Segment Open

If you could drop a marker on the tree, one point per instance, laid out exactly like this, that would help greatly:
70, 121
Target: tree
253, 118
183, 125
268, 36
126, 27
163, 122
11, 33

Segment Closed

-- What the task asks --
Repeat the data above in full, word for word.

-- Task solution --
If you could drop a marker on the tree, one point per instance, laid out exactly like this, that would help greatly:
70, 121
Target: tree
253, 118
183, 125
268, 36
126, 27
163, 122
11, 33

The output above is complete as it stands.